• Supplied text:
The Standard has established that about seven ministries will be scrapped following the reorganisation which will also see several departments merged and an array of State corporations disbanded.
Multiple sources independently indicated that prior to the meeting, the president held a 40-minute meeting with his deputy Rigathi Gachagua before joining the jittery Cabinet secretaries, some of whose jobs are on the line.
In the new anticipated line-up, there will be 15 ministries as opposed to the current 22, which will be reorganised as follows: Ministry of Defence, Ministry of Interior, Ministry of Energy, Ministry of Health, Ministry of Education and National Treasury.
Others are Ministry of Agriculture, Livestock and Irrigation, Ministry of Foreign Affairs and EAC, Ministry Labour and Public Service, Ministry of Affirmative Action, Youth and Gender.
The reorganisation will lead to the creation of Ministry for Water, Forest and Environment, Ministry of Tourism, Culture, Youth and Sports, Ministry of Infrastructure, Lands, Housing, Public works, Roads, Ministry of Economic Planning, MITI, SME, Cooperatives, Delivery Unit, ICT and the Attorney General.

• Recorded data:
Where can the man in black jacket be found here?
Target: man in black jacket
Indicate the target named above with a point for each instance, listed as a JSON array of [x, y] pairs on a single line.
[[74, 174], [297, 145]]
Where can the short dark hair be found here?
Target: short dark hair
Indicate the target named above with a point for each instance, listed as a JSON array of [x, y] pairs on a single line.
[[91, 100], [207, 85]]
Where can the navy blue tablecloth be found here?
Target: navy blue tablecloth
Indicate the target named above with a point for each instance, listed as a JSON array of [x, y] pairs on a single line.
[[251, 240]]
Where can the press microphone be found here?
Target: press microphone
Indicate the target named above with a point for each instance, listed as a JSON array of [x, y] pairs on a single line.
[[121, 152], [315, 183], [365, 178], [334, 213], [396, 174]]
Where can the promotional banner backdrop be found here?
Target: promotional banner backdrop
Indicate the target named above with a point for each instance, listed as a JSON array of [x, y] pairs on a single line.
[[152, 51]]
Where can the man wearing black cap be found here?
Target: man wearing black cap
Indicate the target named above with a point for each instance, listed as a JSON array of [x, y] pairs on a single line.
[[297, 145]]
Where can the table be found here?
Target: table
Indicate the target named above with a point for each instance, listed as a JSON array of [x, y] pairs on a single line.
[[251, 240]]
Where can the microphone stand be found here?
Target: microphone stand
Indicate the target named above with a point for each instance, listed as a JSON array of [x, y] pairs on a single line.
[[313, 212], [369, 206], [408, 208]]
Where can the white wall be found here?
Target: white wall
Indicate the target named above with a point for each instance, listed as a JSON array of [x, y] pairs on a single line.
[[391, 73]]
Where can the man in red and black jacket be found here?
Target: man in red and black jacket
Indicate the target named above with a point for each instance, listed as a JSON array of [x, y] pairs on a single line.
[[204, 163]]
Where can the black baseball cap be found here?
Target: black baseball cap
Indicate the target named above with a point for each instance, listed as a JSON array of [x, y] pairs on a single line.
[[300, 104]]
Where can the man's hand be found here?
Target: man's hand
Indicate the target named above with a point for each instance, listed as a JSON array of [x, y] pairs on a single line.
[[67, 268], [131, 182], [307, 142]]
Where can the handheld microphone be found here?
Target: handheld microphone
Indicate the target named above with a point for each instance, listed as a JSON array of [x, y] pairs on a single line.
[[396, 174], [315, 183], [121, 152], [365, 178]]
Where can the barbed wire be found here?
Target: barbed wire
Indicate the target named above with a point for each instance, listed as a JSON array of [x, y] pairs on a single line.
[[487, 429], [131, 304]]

• Exercises:
A. Starting at the beginning of the records and ending at the line that contains "[[74, 174], [297, 145]]", write out only those lines again, requests included. Scale every coordinate in the answers by 2.25, rounding each result to a whole number with halves rounded up, and leave the requests unchanged.
B. Pick up the report on the ministry reorganisation after its last sentence and carry it forward.

• Answers in order:
A.
Where can the man in black jacket be found here?
Target: man in black jacket
Indicate the target named above with a point for each instance, listed as a JSON array of [x, y] pairs on a single line.
[[167, 392], [668, 326]]

B.
At the same time, 15 principal secretaries will lose their jobs in the shakeup in response to austerity measures announced by President Ruto to tame the runaway wage bill which has been gobbling up almost all the revenue collected domestically.
During the countrywide protests organised by Generation Z, the president has been under pressure to reduce the size of his Cabinet and scrap some departments.
In a related development, 43 parastatal chiefs will be shown the door when their entities are scrapped.
Details of parastatals to be rendered moribund will become clear when the president makes the announcement in the course of this weekend, sources told The Standard.
Defence Cabinet Secretary Aden Duale confirmed that the National Treasury had been mandated to profile the parastatals which have overlapping mandates and those which had roles which could better be fulfilled by the private sector.
He explained that some of the parastals will be relocated to parent ministries as departments.
“There will be radical changes and President Ruto is committed to reduce the bloated wage bill,” Duale added.
In his communiqué released to the press after the Cabinet meeting, President Ruto said: ‘‘the government must now focus on charting a new future for the country, pointing out that significant changes must be made to align with that new future’’.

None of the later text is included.